» **Source**

============

For those in the military it is given after distinguished service and is also the highest award that can be awarded to those at the rank of Generals (Army), Air Chief Marshals (Air Force), and Admirals of the Navy, Coast Guard, and Marines.

The Parliament of Pakistan's committee for the Award and Recognition of Services for the State of Pakistan, selects individuals and sends a final report to the Prime minister of Pakistan. On the advice of the Prime Minister, the President organizes a ceremony that is telecast and broadcast nationally.

This award ceremony is held once in a year, nominees are announced on Independence Day and the ceremony takes place on Pakistan Day in the Presidential Palace. Nishan-i-Imtiaz is awarded to the nominees by the President of Pakistan in a public ceremony.

============

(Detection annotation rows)

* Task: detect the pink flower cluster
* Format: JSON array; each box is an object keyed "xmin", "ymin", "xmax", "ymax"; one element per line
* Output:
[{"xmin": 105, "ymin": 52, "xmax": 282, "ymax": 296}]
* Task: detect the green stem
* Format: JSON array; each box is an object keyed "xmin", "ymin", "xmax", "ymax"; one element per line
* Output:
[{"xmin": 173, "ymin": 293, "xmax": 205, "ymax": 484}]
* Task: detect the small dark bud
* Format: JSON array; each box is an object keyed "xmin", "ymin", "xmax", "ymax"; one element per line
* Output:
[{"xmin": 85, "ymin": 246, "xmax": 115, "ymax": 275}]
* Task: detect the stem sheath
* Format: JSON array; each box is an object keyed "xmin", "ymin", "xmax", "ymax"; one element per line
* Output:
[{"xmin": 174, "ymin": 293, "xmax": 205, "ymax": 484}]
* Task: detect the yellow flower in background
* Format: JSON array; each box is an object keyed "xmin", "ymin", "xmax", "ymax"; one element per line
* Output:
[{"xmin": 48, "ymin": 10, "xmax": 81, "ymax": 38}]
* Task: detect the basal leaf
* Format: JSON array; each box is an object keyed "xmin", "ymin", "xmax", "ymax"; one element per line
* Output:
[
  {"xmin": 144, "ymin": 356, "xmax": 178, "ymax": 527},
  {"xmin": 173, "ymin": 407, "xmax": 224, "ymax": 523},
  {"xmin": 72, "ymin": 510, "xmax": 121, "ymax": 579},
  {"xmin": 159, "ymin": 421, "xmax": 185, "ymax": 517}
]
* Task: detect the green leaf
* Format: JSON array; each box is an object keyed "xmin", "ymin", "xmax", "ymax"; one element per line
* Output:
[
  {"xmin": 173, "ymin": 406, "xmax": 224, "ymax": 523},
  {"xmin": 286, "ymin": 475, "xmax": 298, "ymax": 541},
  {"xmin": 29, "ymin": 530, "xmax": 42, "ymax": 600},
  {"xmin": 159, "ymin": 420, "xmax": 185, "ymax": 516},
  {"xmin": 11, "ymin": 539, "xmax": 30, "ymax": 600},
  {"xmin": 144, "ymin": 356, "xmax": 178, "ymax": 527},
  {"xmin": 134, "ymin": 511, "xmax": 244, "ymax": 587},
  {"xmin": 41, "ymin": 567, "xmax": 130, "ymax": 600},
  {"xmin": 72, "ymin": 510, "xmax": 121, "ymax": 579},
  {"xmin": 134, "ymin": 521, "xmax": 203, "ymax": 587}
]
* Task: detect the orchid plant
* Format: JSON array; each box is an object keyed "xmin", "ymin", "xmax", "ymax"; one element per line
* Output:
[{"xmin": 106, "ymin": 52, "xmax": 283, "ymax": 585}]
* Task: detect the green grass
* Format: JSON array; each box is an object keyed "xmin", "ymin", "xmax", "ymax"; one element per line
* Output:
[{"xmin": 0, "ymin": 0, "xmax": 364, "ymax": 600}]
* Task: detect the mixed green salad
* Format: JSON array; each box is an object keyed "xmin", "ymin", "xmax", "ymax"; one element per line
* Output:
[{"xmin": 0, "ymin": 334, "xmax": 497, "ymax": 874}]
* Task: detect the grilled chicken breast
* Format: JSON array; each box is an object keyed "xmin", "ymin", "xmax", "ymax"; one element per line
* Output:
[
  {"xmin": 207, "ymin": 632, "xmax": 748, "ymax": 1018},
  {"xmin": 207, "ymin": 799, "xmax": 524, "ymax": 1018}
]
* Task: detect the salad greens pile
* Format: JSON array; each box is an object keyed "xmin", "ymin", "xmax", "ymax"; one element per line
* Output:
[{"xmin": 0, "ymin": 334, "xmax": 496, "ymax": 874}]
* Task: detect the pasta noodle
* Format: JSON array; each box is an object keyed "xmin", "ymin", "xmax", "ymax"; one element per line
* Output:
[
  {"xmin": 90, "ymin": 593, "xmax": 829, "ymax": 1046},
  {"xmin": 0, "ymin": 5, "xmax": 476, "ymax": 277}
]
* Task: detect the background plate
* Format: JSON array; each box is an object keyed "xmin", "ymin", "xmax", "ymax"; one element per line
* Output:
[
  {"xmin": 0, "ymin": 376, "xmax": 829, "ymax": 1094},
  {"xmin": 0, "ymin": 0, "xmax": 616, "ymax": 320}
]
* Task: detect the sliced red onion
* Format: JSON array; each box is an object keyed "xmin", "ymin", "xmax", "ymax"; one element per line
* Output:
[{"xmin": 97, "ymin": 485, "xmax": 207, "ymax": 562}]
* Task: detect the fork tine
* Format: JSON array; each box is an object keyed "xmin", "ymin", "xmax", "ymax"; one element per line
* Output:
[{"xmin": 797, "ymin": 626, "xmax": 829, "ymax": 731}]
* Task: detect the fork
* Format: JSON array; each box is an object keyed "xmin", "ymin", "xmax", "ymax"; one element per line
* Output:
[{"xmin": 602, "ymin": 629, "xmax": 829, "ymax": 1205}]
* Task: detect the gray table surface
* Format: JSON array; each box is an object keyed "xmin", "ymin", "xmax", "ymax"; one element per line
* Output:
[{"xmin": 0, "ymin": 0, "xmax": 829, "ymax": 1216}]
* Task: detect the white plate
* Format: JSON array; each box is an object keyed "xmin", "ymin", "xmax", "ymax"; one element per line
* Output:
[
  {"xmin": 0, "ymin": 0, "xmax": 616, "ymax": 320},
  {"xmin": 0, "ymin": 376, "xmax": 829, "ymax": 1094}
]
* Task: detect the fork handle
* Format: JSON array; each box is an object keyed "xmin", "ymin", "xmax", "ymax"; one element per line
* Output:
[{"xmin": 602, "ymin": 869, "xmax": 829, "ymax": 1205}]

============

» **Directives**
a. Update the passage on the Nishan-i-Imtiaz: begin at the words "For those in" and stop after "a public ceremony.", replacing "Presidential Palace" with "President's House".
b. Answer these questions from the passage on the Nishan-i-Imtiaz:
(i) To whom does the parliamentary committee send its final report?
(ii) On which day are the nominees announced?
(iii) Where does the award ceremony take place?
c. Summarize the passage on the Nishan-i-Imtiaz in two sentences.

» **Outputs in order**
a.
For those in the military it is given after distinguished service and is also the highest award that can be awarded to those at the rank of Generals (Army), Air Chief Marshals (Air Force), and Admirals of the Navy, Coast Guard, and Marines.

The Parliament of Pakistan's committee for the Award and Recognition of Services for the State of Pakistan, selects individuals and sends a final report to the Prime minister of Pakistan. On the advice of the Prime Minister, the President organizes a ceremony that is telecast and broadcast nationally.

This award ceremony is held once in a year, nominees are announced on Independence Day and the ceremony takes place on Pakistan Day in the President's House. Nishan-i-Imtiaz is awarded to the nominees by the President of Pakistan in a public ceremony.

b.
(i) The Prime Minister of Pakistan.
(ii) Independence Day.
(iii) In the Presidential Palace, on Pakistan Day.

c. The Nishan-i-Imtiaz is given to military personnel after distinguished service and is the highest award available to the top ranks of the army, air force, navy, coast guard and marines. A committee of the Parliament of Pakistan selects the recipients and reports to the Prime Minister, whose advice leads the President to hold a yearly public ceremony on Pakistan Day in the Presidential Palace, with nominees announced on Independence Day.